Data records |
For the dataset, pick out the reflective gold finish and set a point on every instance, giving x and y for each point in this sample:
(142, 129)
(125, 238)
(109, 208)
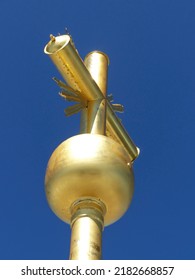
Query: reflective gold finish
(89, 165)
(97, 64)
(89, 180)
(70, 65)
(87, 224)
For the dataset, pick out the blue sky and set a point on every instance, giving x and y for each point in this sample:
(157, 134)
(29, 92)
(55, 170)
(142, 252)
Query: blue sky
(151, 46)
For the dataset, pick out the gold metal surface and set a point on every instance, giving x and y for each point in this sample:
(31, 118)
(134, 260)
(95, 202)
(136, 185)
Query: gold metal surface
(89, 166)
(70, 65)
(97, 64)
(87, 225)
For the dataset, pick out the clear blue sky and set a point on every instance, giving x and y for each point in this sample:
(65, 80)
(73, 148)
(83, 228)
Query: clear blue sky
(151, 46)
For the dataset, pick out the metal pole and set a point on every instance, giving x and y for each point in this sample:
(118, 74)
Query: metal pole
(87, 219)
(87, 224)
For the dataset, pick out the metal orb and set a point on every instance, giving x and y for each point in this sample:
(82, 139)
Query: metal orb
(89, 166)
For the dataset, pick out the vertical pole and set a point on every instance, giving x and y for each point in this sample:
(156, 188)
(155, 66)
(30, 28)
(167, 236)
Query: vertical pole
(95, 115)
(87, 225)
(87, 215)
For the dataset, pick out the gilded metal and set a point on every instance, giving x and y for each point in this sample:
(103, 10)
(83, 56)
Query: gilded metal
(97, 65)
(89, 180)
(70, 65)
(89, 165)
(87, 225)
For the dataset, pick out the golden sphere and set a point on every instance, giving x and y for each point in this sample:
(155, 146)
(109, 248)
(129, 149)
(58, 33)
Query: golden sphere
(89, 166)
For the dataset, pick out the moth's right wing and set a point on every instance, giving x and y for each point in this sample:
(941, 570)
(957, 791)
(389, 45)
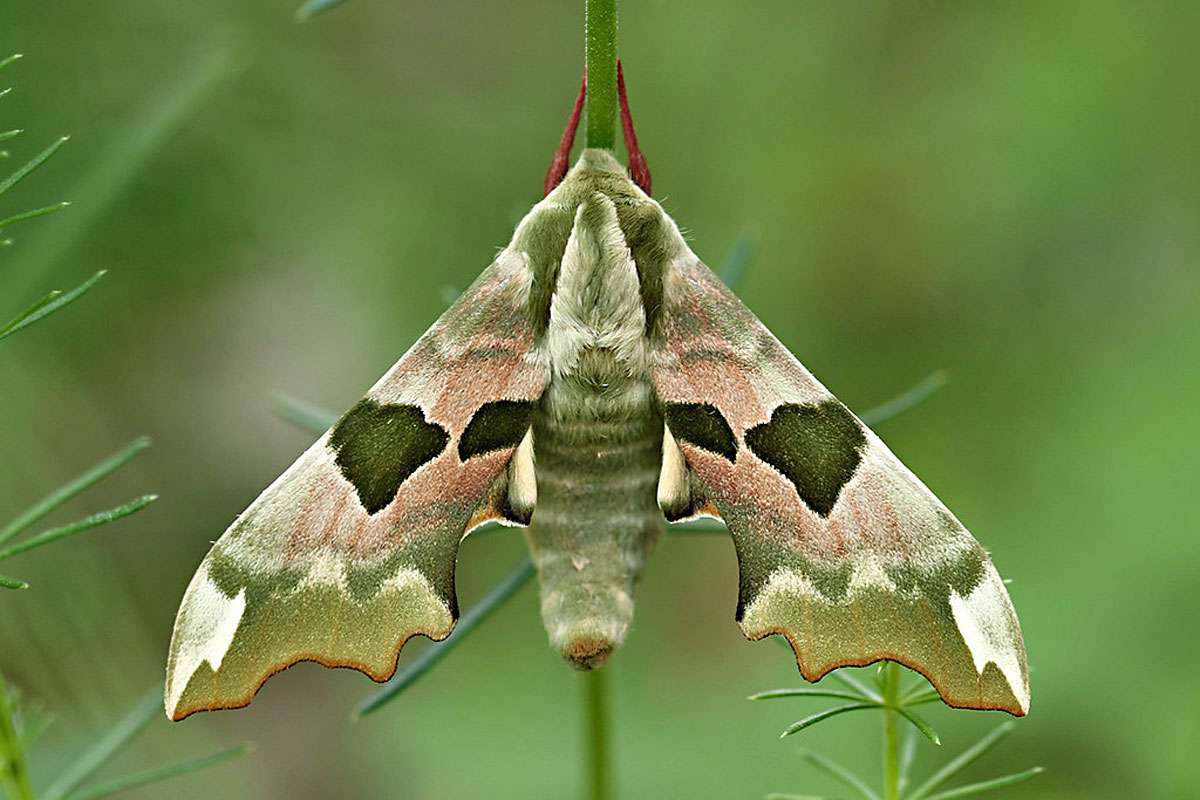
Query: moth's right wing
(352, 551)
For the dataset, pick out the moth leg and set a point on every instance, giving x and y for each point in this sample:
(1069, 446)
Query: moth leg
(639, 169)
(558, 166)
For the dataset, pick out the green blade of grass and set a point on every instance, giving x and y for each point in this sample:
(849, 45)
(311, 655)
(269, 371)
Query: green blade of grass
(47, 306)
(156, 774)
(33, 214)
(78, 527)
(23, 172)
(109, 745)
(840, 774)
(821, 716)
(304, 415)
(313, 7)
(988, 786)
(436, 653)
(774, 693)
(905, 401)
(961, 761)
(70, 489)
(921, 725)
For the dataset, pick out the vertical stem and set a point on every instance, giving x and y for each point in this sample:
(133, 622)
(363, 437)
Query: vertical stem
(891, 737)
(600, 35)
(13, 770)
(595, 701)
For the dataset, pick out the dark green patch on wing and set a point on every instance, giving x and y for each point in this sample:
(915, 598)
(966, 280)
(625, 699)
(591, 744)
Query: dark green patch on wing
(817, 447)
(702, 425)
(379, 446)
(498, 425)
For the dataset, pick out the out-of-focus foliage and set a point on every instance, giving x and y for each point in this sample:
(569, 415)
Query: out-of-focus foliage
(1008, 192)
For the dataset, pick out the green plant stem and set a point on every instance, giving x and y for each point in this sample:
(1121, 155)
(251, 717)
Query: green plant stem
(600, 35)
(891, 735)
(595, 711)
(13, 769)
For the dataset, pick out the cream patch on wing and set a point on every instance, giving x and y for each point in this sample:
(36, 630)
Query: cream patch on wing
(204, 633)
(983, 618)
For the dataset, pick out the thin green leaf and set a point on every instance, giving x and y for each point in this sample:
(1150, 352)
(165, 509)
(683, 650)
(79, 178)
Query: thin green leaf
(821, 716)
(809, 692)
(840, 774)
(906, 400)
(988, 786)
(963, 759)
(921, 697)
(921, 725)
(70, 489)
(216, 60)
(108, 746)
(87, 523)
(48, 306)
(34, 214)
(31, 164)
(313, 7)
(304, 415)
(844, 677)
(436, 653)
(737, 259)
(15, 773)
(907, 756)
(157, 774)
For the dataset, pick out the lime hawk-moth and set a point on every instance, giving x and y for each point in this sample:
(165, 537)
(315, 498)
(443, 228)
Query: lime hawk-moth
(595, 383)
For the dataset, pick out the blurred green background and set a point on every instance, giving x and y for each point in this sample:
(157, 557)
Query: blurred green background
(1006, 191)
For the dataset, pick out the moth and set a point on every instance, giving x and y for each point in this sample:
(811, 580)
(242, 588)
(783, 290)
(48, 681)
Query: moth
(594, 384)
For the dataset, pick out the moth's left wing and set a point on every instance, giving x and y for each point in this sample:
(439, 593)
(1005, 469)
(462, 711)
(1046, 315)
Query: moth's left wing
(841, 548)
(352, 551)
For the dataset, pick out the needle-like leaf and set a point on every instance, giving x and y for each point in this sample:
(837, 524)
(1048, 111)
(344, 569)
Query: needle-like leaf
(79, 525)
(809, 692)
(70, 489)
(313, 7)
(12, 583)
(840, 774)
(921, 725)
(821, 716)
(305, 415)
(988, 786)
(47, 306)
(149, 707)
(33, 214)
(31, 164)
(961, 761)
(906, 400)
(436, 653)
(156, 774)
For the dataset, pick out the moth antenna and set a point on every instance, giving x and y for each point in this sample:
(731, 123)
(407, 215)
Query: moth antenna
(558, 164)
(637, 167)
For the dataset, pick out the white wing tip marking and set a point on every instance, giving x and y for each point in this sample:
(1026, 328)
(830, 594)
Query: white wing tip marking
(204, 635)
(983, 618)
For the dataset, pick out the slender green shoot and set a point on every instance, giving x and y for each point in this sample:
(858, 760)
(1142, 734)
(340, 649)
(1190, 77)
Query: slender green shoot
(157, 774)
(597, 727)
(499, 594)
(47, 306)
(72, 488)
(78, 527)
(600, 55)
(108, 746)
(313, 7)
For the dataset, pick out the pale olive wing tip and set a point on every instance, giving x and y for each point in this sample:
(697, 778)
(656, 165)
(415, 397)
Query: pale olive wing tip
(1014, 705)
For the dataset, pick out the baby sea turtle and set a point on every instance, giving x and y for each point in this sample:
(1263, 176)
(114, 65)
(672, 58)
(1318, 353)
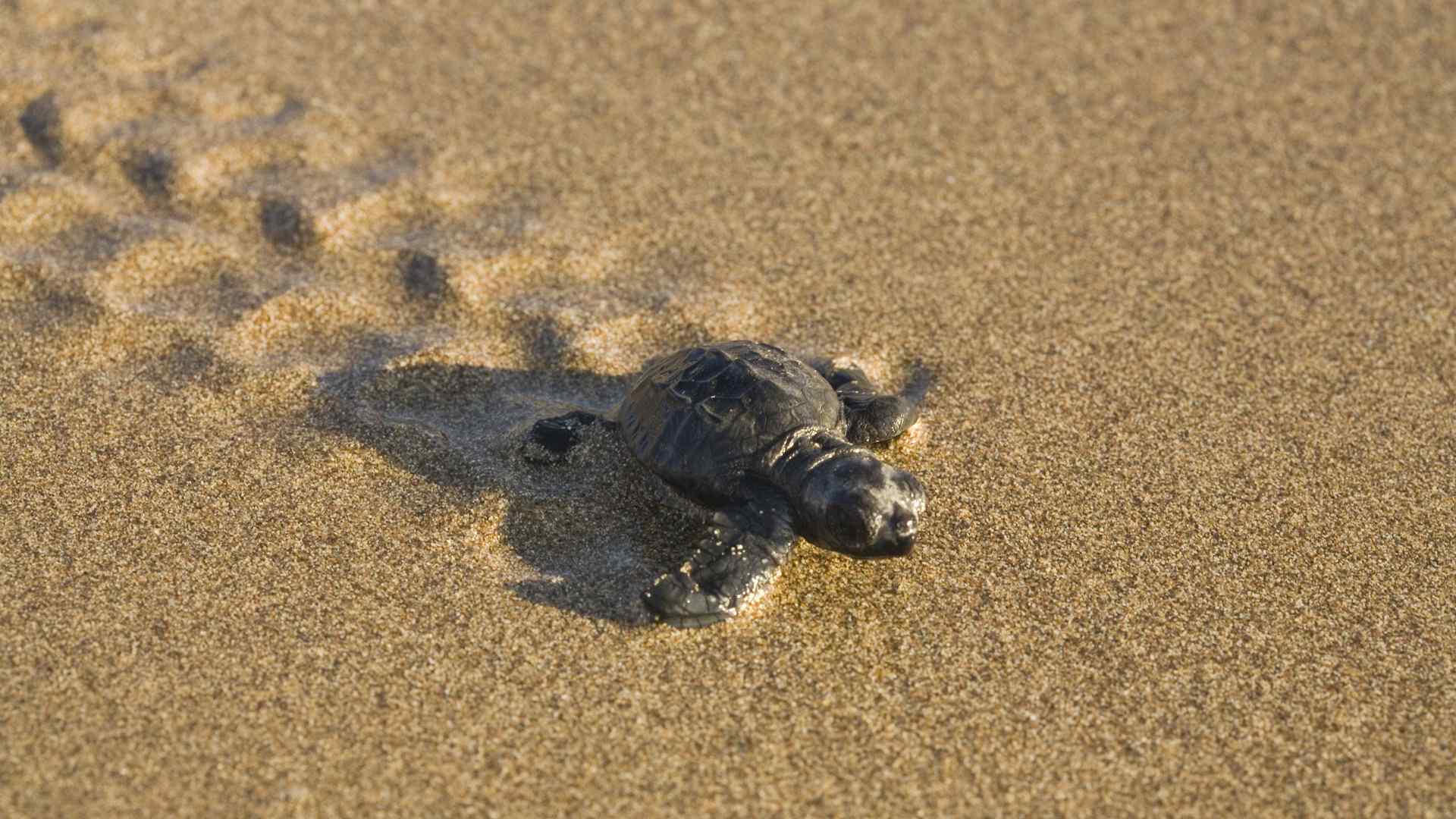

Given problem |
Report how many lines in the listing above contain the string "thin", with case taken into account. Reply with the number alone.

Response to the task |
2